> 課題 1: ローマ旅行記によると、Domus Aureaの窓口で取れた見学回は何時からか。
> 課題 2: ローマ旅行記の最後の文に続けて、その後の展開を書き進めてください。

朝、ネットに接続。メール86通。なんとか3月9日分までをアップロードする。

朝食を摂ってチェックアウト。荷物を預かってもらう。その場所は、単にロビーの壁際だった。

今日は夜11時の夜行列車でシチリア島へ渡るのだが、その前にローマ散策である。

バス・インフォメーションでバスのルートマップをもらおうかと思ったが、「路線図はない」と大きく掲示してある。ありゃま。しょうがないので、昨日と同じ店で1日券を買う。

今日の第一目標はDomus Aurea。日本では「ネロの黄金宮殿」として名高い。しかし、ここ30年ほどは修復とかで公開されていなかったのだ。要予約らしいのだが、どっちにしろ今日しかないのでまず行ってみることにする。

とりあえず、コロッセオに止まるバスを見つけて乗る。フォロ・ロマーノの東側を南下すると、目前にコロッセオ。

ここから道路を渡った南東のどこかにあるはずだが・・あった。窓口で聞くと、10時20分からの回が取れた。今はまだ9時40分。この丘の公園でひと休みである。というか、まだ疲れることはなにもしていないが。

> 提供データ:
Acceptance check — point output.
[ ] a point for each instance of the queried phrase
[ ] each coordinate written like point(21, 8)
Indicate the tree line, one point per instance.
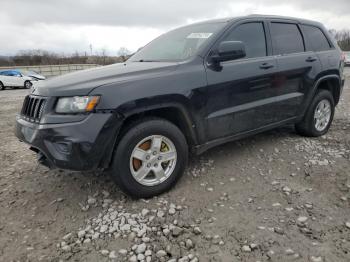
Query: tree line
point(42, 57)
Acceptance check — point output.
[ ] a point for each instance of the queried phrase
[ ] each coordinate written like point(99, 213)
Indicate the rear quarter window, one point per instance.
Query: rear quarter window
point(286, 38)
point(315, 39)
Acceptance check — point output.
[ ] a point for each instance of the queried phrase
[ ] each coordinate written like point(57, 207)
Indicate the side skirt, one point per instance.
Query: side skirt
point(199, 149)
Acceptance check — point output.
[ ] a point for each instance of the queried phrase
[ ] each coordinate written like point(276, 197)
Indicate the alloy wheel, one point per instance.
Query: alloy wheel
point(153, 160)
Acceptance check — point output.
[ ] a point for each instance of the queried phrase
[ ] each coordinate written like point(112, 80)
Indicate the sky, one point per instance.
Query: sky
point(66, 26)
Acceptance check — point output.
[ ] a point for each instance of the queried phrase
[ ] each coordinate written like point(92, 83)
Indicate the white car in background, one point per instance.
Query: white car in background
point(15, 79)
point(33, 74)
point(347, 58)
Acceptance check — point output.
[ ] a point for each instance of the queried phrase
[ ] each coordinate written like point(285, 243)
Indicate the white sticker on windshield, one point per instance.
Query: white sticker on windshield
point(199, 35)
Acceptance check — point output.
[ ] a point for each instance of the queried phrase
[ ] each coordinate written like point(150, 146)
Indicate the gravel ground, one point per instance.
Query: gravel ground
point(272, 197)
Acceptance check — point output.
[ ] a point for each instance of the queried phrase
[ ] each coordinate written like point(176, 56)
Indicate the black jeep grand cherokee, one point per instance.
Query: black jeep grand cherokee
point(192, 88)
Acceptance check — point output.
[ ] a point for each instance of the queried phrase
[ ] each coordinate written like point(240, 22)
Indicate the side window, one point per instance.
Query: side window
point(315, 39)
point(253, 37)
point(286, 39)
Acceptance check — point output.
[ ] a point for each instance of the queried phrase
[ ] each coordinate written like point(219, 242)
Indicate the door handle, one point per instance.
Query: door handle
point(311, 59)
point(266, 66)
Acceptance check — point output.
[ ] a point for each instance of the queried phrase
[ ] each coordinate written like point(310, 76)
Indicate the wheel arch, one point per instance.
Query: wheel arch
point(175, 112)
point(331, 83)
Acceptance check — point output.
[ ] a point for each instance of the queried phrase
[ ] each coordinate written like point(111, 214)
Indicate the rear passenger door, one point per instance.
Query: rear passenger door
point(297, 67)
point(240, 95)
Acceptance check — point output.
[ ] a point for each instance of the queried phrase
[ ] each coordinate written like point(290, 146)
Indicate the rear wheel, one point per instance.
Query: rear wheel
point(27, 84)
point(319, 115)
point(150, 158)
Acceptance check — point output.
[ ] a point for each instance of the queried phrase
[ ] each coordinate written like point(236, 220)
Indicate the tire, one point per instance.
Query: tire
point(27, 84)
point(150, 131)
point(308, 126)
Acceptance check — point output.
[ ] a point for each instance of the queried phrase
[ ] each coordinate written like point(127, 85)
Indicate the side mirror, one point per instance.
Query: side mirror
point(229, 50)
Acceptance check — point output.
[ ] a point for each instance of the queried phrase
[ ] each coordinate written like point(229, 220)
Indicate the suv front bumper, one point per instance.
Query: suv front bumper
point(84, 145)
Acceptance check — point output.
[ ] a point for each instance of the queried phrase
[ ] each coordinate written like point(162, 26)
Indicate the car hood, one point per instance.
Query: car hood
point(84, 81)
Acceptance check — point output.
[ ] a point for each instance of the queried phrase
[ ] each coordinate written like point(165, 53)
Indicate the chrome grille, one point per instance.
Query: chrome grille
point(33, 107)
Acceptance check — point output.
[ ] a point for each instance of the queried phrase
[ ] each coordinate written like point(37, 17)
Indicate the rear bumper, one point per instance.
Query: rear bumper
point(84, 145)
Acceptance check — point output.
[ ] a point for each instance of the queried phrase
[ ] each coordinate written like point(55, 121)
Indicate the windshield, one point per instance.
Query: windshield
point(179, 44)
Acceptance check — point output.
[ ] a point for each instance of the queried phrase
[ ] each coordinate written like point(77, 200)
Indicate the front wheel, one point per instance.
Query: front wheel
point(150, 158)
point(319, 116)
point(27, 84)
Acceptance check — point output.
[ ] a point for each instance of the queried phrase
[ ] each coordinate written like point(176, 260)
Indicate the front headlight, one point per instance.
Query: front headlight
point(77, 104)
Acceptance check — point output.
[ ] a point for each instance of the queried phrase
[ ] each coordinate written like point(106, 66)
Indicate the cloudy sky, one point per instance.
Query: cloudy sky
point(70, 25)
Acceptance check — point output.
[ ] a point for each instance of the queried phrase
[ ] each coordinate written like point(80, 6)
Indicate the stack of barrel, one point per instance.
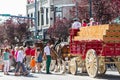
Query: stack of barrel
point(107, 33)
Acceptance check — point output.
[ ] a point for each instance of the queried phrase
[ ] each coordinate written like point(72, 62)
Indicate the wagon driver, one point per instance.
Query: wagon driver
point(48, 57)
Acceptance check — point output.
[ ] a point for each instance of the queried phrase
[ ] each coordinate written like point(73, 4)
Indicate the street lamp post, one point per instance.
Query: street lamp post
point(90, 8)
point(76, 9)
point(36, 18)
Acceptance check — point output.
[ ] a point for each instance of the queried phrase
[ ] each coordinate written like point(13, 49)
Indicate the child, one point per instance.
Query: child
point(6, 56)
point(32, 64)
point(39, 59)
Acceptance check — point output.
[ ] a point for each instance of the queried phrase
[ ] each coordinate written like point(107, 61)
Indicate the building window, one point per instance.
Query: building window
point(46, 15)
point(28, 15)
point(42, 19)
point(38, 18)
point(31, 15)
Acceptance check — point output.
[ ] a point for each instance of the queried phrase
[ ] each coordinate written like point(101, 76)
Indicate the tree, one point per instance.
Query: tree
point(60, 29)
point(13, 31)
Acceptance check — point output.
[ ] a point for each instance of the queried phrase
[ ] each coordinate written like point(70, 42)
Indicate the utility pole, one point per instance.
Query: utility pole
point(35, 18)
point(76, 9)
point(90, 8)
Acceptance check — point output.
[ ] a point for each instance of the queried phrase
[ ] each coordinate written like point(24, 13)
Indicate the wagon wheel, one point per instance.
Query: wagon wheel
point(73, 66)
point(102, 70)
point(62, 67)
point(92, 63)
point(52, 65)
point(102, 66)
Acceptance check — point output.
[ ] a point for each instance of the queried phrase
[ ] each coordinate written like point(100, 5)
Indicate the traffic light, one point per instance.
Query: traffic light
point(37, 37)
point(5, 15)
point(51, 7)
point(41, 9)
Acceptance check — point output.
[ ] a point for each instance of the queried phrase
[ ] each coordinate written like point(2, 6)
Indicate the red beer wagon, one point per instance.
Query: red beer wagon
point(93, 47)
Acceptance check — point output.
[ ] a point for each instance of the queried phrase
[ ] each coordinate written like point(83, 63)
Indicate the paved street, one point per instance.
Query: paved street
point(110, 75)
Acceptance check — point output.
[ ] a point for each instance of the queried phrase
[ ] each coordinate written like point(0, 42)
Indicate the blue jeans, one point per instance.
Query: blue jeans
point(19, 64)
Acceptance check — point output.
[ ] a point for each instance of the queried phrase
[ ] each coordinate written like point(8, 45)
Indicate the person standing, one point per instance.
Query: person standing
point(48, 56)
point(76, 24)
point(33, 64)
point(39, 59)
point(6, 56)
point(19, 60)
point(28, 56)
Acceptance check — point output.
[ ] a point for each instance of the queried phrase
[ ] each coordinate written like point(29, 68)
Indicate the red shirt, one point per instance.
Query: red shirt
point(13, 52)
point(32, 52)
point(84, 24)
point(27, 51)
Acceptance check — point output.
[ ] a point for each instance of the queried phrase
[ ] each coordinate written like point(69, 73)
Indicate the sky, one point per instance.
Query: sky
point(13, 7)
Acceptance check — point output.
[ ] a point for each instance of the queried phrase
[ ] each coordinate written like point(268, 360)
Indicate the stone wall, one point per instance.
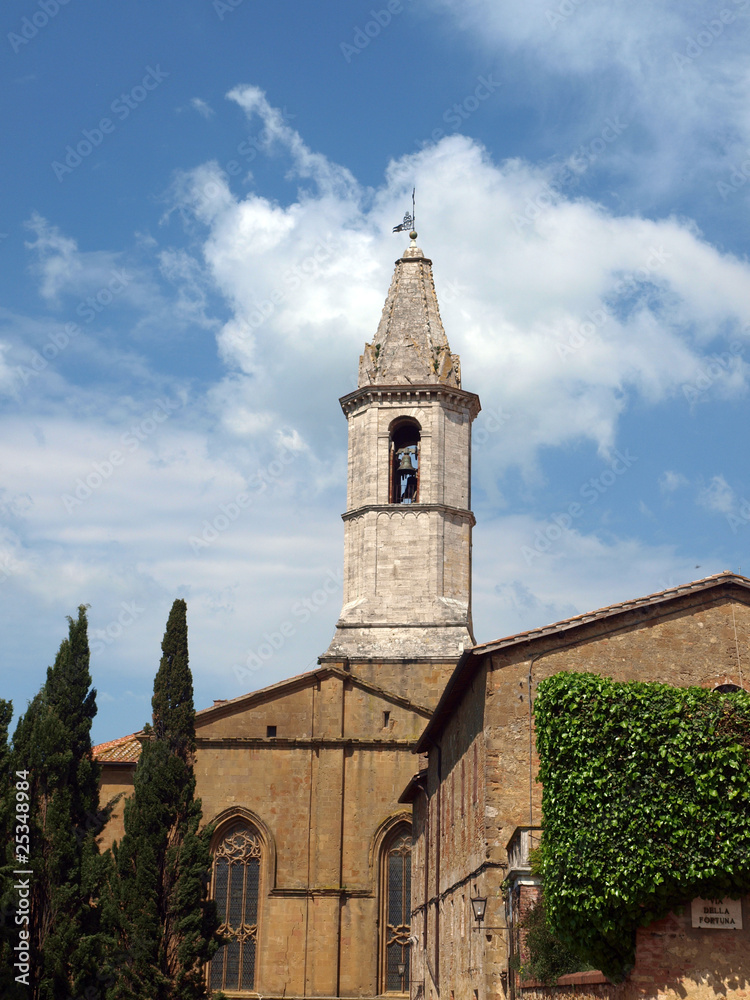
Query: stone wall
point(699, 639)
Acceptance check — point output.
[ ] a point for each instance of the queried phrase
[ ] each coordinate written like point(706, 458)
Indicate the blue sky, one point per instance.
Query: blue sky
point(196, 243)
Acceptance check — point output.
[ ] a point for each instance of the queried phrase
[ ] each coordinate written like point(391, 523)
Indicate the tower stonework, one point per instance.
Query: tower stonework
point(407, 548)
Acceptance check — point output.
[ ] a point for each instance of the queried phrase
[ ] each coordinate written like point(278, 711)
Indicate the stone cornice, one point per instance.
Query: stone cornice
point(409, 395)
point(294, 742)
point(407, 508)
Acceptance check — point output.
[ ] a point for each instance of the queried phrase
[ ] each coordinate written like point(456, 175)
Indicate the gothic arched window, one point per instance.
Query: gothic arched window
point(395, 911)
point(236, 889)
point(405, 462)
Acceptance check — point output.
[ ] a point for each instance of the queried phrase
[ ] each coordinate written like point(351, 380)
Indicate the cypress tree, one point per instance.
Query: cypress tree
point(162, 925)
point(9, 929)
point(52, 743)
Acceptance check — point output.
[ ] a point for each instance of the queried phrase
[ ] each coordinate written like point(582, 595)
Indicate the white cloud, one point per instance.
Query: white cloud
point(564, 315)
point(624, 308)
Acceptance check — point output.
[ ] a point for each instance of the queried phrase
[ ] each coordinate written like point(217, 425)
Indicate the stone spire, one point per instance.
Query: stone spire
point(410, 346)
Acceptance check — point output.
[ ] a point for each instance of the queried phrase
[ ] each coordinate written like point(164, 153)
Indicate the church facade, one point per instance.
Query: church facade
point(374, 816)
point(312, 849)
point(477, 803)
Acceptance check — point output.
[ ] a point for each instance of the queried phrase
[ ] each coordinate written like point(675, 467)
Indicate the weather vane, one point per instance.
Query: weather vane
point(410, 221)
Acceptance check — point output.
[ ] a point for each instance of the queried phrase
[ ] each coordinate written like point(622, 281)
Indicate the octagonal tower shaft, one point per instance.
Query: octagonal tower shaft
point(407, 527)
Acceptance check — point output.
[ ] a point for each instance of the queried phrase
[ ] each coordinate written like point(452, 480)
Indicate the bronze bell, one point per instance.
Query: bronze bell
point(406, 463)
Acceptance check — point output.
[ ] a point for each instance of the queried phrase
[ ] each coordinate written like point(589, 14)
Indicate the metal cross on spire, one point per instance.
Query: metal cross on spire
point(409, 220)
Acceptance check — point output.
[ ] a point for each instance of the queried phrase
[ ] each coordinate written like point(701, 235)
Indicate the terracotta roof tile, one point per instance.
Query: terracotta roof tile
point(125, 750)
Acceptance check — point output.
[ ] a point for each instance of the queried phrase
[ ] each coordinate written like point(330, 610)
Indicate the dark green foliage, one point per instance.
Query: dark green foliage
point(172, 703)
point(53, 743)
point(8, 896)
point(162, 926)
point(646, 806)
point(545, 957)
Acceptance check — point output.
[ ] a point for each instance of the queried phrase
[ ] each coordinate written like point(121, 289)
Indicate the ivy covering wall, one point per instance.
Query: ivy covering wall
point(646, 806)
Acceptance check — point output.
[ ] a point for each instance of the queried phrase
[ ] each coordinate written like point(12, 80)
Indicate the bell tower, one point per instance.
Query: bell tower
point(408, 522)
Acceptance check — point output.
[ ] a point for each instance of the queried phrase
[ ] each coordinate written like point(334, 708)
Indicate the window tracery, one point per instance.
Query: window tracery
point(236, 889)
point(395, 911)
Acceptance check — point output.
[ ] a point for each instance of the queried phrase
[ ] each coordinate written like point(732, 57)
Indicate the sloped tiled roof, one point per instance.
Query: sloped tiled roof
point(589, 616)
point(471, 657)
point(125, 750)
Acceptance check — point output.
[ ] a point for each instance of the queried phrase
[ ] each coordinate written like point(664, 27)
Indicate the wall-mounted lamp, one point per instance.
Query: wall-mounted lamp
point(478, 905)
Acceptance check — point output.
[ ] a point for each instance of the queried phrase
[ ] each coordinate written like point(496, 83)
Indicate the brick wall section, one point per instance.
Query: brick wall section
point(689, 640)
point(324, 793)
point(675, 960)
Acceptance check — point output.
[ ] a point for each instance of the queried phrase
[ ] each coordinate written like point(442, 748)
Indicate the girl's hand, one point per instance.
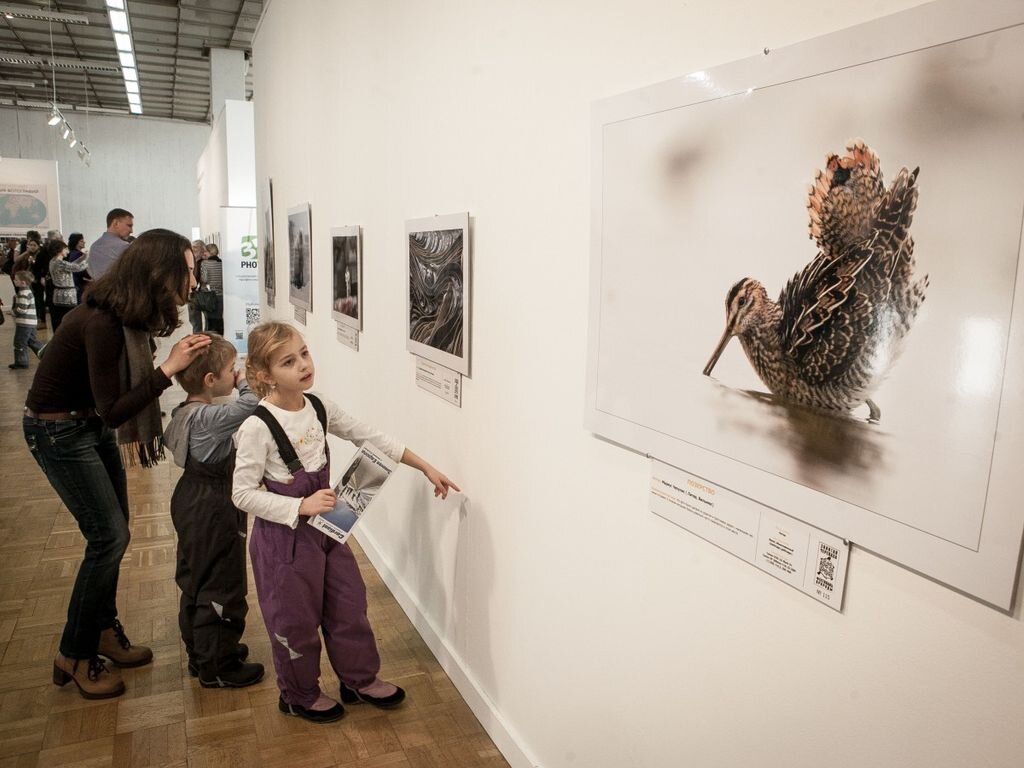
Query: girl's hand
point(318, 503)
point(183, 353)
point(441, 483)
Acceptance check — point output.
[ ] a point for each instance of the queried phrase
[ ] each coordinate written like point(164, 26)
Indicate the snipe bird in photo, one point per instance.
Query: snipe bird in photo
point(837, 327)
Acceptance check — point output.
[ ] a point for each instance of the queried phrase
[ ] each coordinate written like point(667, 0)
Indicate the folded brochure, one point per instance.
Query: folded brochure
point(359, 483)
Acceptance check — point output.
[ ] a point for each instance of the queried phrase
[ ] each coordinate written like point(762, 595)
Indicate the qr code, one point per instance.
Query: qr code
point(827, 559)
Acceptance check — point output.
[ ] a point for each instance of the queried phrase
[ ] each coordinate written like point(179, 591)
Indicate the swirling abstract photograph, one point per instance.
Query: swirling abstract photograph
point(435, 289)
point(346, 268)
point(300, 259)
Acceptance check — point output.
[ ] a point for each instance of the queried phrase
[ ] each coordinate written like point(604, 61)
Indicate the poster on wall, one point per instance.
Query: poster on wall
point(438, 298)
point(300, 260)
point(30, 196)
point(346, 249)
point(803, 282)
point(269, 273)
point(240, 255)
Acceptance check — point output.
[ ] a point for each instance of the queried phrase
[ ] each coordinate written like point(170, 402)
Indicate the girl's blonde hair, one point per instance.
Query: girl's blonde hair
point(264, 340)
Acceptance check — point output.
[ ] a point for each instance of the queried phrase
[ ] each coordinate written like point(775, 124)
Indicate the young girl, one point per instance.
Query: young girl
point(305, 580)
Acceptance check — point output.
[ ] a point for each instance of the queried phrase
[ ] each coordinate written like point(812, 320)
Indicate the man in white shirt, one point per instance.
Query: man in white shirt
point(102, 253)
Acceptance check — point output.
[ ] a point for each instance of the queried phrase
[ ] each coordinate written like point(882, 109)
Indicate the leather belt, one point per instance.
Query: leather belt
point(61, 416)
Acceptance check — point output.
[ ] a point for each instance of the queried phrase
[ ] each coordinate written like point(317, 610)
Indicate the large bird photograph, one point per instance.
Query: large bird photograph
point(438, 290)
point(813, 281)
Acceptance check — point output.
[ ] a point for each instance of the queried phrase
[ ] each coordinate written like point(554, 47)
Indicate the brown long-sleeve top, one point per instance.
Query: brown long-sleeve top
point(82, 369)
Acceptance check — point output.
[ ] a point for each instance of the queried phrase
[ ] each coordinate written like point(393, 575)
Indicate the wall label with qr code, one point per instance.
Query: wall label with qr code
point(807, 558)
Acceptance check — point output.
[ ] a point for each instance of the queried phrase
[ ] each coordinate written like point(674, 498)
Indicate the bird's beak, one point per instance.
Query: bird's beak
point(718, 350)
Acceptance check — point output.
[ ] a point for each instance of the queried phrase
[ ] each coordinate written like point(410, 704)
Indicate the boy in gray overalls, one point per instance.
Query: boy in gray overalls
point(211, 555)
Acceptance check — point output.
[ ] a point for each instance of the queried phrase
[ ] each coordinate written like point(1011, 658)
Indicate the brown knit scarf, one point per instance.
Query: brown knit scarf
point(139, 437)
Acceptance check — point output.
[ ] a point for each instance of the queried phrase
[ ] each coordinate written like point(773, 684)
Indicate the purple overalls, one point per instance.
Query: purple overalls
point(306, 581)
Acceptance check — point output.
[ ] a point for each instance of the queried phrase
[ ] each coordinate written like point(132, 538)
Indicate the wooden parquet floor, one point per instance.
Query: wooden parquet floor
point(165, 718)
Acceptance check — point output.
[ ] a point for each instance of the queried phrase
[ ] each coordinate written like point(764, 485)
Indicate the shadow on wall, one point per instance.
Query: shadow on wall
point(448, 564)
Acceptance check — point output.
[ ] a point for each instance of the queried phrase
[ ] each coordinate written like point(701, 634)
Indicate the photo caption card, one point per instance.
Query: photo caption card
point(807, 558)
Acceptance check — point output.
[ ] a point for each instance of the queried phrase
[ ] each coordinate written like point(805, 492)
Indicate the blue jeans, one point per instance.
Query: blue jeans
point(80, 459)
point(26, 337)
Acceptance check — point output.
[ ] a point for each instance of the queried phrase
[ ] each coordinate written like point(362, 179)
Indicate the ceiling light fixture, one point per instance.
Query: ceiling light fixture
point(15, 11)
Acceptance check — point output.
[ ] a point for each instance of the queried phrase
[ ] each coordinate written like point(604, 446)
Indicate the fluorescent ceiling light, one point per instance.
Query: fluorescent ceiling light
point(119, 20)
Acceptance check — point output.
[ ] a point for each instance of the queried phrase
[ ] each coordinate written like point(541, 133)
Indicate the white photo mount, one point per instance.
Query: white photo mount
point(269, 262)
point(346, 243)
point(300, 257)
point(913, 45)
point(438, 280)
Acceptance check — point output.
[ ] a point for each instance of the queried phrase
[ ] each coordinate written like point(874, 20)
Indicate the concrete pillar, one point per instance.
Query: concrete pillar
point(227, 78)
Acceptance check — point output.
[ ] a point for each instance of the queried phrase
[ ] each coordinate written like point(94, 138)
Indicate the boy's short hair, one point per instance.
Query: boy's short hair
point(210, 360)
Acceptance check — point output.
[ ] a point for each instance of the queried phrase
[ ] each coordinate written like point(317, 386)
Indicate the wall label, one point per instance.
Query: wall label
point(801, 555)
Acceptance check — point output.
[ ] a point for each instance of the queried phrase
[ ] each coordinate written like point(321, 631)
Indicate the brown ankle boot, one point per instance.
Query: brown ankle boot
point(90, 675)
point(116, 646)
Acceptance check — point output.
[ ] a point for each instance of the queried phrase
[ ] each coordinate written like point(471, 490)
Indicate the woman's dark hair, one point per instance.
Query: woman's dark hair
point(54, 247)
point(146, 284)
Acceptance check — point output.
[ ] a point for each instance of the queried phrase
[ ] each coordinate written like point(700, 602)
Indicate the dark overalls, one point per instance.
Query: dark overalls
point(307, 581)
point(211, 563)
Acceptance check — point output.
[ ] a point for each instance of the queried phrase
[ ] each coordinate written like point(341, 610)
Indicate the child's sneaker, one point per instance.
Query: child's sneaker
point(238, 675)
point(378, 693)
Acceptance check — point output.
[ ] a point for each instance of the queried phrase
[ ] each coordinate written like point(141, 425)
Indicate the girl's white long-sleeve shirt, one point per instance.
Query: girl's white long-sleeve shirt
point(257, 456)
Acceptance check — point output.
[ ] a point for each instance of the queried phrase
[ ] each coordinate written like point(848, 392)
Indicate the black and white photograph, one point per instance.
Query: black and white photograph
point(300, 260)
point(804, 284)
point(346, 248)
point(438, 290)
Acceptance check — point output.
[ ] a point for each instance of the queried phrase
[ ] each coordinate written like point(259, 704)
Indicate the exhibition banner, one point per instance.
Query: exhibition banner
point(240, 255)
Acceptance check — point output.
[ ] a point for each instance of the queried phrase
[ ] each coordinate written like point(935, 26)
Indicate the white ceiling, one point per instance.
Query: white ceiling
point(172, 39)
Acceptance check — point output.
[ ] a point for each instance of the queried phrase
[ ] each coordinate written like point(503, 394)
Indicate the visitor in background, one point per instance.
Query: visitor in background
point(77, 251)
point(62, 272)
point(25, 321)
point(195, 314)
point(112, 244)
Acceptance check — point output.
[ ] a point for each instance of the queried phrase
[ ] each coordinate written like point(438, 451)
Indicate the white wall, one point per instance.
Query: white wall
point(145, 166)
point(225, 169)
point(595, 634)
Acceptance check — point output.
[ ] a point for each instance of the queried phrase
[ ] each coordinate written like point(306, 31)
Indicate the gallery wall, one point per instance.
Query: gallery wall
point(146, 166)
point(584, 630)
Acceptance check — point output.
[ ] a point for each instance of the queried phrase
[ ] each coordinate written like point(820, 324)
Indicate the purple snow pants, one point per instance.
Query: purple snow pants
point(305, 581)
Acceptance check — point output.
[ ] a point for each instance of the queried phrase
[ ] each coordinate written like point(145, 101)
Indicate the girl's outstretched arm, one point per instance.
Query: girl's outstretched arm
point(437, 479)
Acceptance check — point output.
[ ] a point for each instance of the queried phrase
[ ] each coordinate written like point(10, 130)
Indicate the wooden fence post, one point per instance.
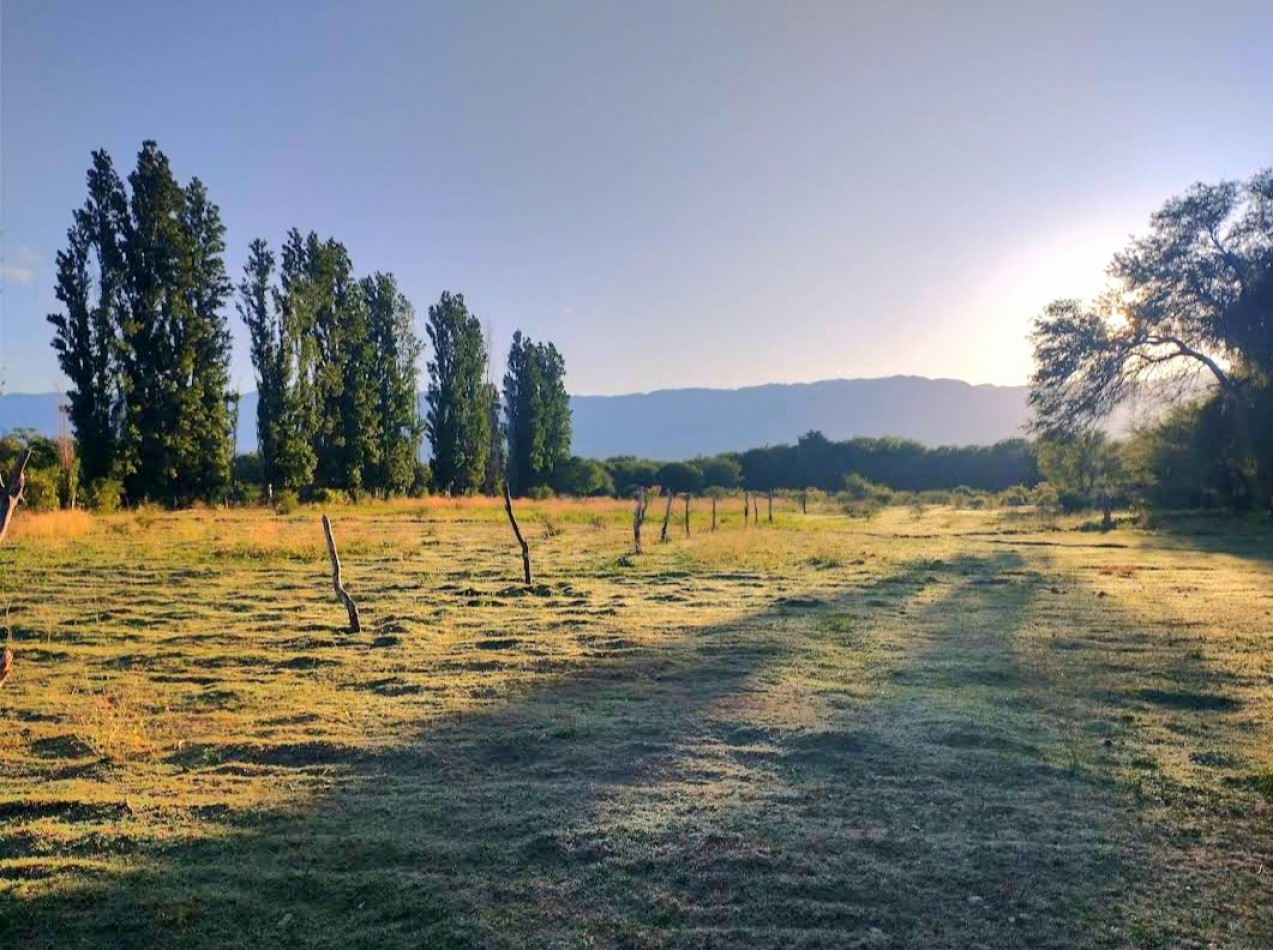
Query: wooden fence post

> 正解 1: 10時20分から

> 正解 2:
Domus Aurea

さて、10時20分。ガイドについていくツアー形式。これはガイダンスのためではなく、セキュリティのためである、という警告があってから観客の言語調査。イタリア語、英語はもちろん、フランス語もスペイン語もいて、ガイドさんは大変なのである。実はドイツ人もいたが、彼は英語で十分だったらしい。ちなみにもちろん日本人にはあまり見えないが日本人もいるわけだが。

ガイダンスはオーディオガイドを聞いてくれ、ということになっているが、私はポリシーに則り、オーディオガイドなし。だいたい、聞いてもろくなものがあったためしがない。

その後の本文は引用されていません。